Requirements:
From the data below, keep only the lines that contain the string "white" and copy each of them out. Case counts.

Data provided:
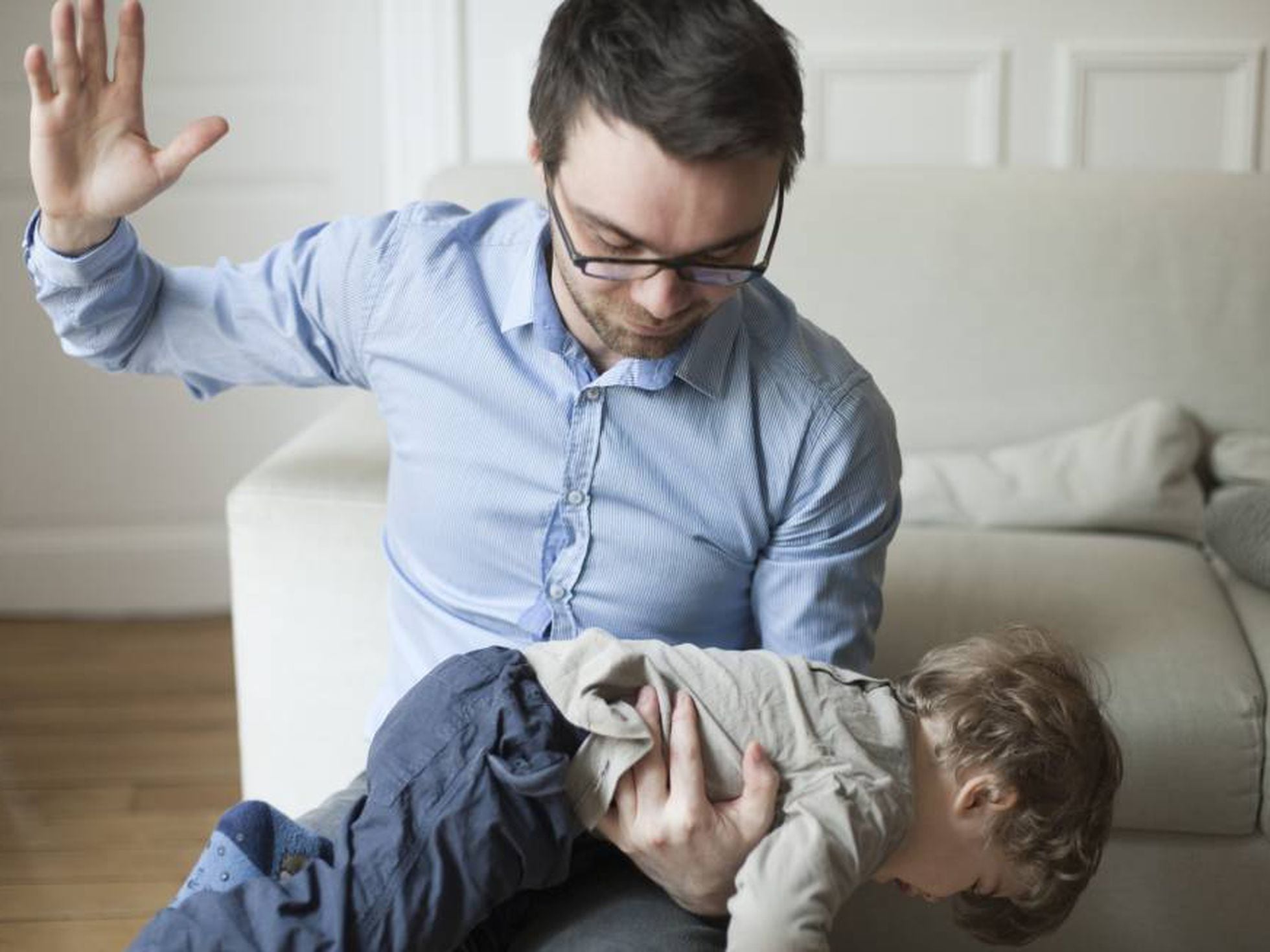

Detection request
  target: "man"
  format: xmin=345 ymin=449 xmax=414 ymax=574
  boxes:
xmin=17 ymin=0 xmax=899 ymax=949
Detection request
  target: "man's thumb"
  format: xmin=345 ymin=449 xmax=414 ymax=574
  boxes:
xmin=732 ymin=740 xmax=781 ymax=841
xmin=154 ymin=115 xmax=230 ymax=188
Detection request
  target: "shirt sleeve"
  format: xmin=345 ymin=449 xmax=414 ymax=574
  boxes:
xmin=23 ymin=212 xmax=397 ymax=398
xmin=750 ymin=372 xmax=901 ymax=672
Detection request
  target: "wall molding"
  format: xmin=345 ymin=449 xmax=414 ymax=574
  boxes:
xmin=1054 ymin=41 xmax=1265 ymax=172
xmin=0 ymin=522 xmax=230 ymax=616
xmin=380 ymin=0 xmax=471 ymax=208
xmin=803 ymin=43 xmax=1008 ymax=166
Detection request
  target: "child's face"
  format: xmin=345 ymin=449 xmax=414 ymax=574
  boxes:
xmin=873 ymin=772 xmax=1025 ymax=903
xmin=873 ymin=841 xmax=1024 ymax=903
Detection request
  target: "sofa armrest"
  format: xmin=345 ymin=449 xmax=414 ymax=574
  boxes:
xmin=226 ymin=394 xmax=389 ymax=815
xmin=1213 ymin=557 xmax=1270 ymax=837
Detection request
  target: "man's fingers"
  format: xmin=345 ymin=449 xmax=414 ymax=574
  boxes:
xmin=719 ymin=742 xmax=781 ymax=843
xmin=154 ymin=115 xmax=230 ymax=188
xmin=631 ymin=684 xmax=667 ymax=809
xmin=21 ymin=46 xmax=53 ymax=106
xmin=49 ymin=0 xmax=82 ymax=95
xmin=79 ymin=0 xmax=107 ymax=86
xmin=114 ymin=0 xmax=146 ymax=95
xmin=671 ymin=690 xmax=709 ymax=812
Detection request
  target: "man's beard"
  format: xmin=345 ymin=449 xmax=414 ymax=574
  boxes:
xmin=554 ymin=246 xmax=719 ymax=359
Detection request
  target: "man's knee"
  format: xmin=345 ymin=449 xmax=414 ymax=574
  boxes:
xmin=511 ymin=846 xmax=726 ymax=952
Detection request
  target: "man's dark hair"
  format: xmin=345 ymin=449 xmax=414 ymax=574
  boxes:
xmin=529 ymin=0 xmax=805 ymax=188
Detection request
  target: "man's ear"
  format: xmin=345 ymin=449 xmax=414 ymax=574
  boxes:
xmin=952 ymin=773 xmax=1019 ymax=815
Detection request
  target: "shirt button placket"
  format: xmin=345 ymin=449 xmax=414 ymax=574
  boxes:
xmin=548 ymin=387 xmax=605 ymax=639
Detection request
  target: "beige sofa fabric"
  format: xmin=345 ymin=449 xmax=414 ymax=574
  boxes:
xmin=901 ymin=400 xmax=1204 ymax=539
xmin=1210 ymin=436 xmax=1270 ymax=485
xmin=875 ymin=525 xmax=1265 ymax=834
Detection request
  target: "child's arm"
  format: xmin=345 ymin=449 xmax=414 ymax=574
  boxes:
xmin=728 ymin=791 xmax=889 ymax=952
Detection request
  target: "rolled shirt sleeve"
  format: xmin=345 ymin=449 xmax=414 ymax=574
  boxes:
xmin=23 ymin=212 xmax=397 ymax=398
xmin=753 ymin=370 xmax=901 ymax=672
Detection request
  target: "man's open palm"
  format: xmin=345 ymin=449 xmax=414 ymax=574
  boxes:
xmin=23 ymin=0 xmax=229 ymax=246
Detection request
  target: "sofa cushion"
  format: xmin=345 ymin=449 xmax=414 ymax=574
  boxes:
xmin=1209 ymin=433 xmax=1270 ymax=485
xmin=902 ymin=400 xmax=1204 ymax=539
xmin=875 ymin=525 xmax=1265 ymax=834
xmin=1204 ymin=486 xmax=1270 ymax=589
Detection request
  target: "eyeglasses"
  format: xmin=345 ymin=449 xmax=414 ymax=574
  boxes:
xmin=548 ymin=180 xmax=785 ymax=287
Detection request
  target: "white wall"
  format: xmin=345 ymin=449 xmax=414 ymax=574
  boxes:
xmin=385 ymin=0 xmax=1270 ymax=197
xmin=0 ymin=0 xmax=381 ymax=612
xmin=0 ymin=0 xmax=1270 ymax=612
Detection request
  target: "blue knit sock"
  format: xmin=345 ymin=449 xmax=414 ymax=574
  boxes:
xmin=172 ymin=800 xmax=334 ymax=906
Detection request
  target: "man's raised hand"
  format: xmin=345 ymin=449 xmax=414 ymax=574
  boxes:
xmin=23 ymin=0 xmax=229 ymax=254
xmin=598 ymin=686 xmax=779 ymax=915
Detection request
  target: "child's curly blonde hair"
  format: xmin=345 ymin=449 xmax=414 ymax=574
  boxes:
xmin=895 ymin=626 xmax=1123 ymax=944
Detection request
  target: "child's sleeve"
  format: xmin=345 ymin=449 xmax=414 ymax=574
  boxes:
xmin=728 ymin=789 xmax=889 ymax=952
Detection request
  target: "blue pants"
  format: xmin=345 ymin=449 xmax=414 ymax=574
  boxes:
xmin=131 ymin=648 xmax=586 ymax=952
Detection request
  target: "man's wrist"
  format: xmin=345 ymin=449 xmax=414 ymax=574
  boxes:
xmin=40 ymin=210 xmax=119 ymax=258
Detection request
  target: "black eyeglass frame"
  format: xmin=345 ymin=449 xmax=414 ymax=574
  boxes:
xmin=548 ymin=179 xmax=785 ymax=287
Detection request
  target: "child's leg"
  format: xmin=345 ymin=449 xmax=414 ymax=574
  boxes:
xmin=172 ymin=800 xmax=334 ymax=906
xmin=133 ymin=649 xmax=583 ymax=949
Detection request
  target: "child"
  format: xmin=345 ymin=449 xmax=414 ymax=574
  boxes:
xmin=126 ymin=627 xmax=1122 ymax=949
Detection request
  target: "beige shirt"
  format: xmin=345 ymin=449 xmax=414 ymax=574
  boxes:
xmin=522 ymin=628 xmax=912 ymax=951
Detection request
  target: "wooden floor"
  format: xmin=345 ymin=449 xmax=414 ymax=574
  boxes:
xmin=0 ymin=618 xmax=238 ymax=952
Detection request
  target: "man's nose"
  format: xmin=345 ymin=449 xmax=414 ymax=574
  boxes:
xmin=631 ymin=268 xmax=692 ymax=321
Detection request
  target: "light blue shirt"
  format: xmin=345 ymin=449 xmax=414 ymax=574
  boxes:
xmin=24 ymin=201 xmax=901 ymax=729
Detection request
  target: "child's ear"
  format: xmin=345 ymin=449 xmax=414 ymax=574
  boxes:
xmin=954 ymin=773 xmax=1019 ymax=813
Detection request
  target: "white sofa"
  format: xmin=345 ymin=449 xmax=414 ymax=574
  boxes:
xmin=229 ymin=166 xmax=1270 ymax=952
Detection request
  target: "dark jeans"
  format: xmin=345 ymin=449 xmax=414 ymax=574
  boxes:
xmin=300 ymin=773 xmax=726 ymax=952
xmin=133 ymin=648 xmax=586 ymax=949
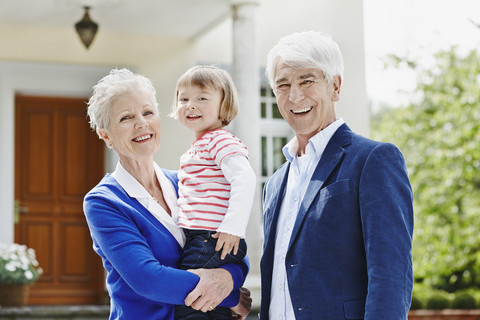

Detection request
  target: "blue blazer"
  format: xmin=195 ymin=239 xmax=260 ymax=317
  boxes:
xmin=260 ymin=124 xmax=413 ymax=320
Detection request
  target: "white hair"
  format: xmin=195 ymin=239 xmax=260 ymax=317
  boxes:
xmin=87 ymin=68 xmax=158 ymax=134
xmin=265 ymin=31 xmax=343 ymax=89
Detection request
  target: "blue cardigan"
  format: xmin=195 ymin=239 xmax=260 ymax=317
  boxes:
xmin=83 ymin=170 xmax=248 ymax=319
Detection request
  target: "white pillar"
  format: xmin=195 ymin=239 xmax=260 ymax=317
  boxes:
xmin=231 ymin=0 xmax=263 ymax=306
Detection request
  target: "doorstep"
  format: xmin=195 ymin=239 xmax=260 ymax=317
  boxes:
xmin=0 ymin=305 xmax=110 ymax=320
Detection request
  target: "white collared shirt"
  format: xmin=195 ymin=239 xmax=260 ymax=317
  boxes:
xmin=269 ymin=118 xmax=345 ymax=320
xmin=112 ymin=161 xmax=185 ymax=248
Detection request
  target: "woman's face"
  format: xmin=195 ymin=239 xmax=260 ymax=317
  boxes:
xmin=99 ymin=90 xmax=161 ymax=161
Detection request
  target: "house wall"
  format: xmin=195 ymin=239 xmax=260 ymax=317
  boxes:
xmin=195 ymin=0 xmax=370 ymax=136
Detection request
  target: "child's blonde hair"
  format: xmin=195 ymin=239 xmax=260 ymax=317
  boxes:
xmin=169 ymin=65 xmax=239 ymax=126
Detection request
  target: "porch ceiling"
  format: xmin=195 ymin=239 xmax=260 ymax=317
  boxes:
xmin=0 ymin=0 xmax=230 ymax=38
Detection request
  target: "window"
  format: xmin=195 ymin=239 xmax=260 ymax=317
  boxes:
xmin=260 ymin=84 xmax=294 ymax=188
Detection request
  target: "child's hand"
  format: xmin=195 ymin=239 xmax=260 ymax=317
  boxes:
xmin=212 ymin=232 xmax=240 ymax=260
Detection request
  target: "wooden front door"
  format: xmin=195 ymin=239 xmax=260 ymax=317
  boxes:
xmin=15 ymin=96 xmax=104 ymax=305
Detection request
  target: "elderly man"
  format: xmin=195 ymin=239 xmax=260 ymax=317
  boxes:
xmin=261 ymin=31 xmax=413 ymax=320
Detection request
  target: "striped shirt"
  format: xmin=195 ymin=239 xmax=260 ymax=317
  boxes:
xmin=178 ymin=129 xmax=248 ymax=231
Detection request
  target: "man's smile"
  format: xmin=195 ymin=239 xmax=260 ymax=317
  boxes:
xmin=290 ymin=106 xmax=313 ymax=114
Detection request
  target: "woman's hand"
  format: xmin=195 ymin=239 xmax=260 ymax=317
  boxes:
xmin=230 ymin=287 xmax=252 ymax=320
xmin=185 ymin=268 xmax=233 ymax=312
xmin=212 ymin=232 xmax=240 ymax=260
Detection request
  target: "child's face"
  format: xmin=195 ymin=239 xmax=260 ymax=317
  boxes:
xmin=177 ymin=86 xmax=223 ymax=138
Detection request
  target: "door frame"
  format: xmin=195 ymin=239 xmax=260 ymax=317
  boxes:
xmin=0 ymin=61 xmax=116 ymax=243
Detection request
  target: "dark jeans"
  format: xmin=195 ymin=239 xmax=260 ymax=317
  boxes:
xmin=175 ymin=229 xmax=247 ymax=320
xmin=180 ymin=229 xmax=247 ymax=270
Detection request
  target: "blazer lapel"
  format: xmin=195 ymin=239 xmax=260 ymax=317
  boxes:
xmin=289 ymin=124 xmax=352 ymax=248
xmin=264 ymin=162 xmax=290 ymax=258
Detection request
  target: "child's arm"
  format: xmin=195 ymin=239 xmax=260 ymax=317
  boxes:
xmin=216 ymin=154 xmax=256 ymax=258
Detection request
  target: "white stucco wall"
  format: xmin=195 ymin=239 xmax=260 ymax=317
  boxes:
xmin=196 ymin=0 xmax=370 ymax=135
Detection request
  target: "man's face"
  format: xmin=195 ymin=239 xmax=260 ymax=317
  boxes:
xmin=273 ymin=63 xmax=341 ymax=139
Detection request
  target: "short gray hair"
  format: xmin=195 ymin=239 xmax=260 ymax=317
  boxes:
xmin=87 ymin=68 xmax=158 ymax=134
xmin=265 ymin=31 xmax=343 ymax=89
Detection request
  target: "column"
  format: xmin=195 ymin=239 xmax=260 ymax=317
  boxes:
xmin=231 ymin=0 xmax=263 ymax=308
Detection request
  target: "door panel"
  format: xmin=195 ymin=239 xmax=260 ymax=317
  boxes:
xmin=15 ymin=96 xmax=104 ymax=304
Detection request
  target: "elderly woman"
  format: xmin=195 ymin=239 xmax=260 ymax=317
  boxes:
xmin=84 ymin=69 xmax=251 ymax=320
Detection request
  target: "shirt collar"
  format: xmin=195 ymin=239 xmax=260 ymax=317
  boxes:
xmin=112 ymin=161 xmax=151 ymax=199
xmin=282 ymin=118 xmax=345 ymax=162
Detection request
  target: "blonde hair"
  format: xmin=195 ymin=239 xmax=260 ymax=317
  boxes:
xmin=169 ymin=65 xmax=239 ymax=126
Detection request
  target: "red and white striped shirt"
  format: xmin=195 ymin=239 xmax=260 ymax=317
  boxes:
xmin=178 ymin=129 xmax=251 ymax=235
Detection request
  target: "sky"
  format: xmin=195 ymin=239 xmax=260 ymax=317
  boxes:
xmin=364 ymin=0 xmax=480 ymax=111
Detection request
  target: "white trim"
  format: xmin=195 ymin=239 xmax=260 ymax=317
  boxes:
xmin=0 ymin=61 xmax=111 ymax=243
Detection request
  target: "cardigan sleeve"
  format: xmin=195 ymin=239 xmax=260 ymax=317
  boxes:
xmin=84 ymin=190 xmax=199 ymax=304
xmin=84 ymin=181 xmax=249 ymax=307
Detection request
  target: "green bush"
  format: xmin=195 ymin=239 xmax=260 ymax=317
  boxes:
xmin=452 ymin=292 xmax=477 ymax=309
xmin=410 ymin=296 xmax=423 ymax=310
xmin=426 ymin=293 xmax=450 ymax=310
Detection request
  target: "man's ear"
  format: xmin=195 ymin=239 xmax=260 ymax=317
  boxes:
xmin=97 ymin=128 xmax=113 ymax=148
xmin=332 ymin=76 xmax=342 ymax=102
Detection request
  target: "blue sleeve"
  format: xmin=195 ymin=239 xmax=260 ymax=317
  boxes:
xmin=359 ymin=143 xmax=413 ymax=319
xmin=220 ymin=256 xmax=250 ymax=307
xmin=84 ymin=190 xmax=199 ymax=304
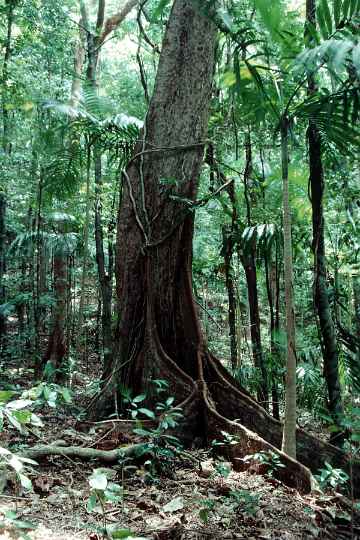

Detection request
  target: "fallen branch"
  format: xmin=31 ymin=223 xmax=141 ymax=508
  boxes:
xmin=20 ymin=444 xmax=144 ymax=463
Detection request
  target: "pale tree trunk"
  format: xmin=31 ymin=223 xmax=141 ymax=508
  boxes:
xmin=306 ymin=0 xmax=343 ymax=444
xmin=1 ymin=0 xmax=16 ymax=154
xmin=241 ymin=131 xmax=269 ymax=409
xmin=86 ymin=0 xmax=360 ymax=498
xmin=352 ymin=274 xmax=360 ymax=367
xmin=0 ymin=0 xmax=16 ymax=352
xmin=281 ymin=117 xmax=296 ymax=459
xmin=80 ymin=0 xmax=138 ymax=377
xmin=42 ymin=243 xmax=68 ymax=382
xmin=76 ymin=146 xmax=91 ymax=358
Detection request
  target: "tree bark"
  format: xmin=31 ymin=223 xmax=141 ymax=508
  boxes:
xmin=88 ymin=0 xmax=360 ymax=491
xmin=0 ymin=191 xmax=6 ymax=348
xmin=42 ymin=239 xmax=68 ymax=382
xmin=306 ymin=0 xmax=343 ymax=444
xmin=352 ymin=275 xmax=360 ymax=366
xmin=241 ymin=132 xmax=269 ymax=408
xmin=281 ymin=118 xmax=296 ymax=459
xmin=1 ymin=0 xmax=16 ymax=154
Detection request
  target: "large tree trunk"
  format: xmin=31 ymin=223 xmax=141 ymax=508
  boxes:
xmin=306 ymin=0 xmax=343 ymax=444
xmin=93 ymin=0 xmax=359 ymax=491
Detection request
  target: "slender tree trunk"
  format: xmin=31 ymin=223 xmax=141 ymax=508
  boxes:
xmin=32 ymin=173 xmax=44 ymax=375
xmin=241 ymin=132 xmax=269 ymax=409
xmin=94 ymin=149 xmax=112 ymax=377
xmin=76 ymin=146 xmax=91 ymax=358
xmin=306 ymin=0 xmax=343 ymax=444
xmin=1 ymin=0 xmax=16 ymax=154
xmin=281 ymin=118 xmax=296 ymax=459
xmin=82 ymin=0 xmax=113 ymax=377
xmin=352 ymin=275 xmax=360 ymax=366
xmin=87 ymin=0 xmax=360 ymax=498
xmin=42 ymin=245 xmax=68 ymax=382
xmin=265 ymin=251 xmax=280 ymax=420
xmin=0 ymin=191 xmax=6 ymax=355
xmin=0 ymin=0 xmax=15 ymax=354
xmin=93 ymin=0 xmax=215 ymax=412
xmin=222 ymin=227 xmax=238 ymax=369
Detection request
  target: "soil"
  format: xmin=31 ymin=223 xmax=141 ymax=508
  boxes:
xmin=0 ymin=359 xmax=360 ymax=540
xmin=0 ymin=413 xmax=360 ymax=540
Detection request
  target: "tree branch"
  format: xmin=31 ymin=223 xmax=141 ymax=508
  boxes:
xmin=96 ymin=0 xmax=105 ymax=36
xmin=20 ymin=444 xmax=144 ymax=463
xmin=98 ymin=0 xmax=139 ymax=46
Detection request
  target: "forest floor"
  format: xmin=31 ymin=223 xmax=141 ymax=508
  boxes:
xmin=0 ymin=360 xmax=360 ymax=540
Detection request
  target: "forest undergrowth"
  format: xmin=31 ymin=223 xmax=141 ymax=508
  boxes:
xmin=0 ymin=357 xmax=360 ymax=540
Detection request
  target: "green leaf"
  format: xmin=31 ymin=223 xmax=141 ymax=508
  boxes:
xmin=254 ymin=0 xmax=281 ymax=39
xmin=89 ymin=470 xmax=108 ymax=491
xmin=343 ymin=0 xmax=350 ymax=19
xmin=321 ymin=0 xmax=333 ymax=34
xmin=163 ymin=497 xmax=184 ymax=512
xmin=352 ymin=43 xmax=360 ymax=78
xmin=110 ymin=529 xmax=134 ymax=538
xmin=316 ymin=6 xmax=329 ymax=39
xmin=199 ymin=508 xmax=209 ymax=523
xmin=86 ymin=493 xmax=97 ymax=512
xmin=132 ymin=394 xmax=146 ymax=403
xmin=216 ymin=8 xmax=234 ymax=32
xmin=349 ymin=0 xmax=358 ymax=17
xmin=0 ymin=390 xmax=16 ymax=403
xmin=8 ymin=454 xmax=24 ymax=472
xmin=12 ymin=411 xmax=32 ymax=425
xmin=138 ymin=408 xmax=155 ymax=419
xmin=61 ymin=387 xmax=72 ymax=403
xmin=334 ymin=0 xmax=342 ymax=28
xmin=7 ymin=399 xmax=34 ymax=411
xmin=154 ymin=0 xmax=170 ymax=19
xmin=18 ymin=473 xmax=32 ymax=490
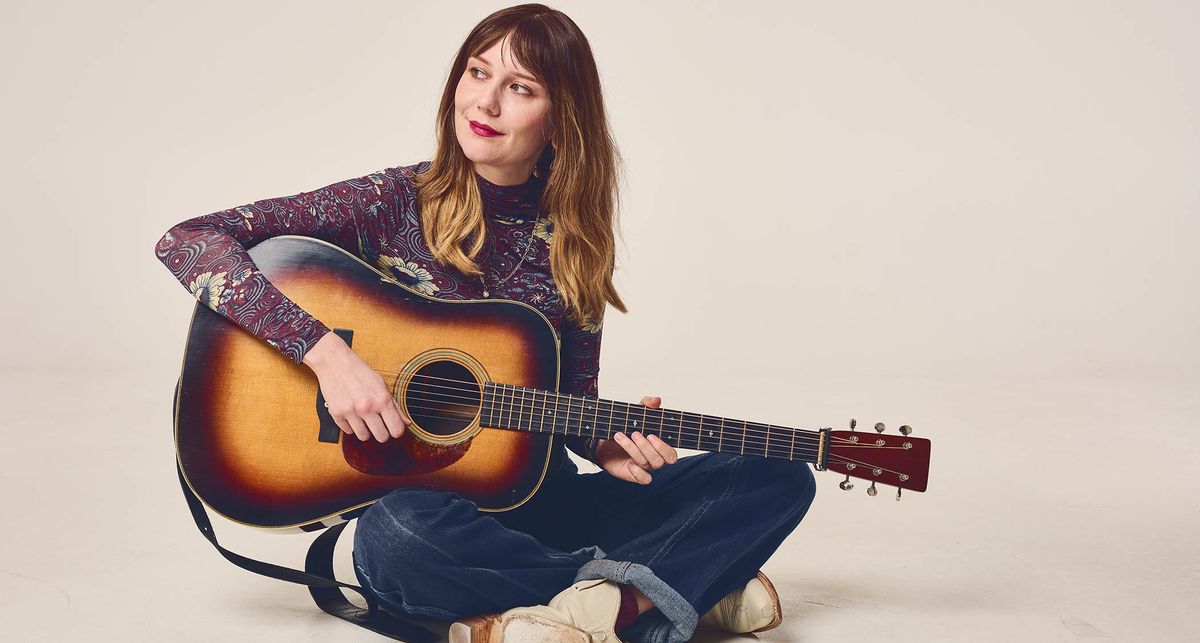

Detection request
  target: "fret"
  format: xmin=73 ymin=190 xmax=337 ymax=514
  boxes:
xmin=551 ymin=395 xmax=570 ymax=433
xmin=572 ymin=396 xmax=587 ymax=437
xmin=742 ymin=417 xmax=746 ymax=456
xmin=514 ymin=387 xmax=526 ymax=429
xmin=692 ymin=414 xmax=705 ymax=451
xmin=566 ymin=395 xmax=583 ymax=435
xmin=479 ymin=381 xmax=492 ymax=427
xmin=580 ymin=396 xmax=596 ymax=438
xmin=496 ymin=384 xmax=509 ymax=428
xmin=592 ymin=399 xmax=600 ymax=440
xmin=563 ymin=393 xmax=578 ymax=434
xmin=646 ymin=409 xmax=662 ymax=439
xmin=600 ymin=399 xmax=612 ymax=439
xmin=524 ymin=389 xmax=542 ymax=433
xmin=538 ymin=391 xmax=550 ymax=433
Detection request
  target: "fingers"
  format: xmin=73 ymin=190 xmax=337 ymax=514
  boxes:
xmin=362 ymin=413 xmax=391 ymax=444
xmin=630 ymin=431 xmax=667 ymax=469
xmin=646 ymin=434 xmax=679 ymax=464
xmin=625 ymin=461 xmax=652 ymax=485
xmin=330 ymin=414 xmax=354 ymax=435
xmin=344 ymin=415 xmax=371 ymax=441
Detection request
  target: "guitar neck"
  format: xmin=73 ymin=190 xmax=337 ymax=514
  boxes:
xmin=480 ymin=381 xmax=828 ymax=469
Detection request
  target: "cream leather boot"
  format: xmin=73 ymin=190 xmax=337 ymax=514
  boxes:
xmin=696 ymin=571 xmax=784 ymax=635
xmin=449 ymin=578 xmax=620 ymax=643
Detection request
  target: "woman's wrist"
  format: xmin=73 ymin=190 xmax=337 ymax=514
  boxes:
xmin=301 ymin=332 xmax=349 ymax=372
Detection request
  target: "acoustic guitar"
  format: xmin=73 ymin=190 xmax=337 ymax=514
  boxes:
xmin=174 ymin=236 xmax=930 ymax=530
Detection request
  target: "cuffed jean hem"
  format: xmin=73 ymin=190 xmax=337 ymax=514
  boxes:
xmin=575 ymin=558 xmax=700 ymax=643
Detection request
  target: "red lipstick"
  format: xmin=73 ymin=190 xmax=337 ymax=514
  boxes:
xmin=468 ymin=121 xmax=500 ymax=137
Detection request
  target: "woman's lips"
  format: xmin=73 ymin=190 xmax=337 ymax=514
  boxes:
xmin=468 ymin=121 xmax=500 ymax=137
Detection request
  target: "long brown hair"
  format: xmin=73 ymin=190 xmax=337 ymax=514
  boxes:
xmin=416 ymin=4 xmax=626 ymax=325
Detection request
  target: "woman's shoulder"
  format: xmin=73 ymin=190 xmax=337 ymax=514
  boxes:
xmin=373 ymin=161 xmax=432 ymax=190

Result:
  target: "white wall"
  target: "white sofa"
  target: "white hair"
  target: "white pillar"
  target: "white collared shirt"
  target: "white stucco wall"
  target: "red and white striped shirt"
  target: "white trim"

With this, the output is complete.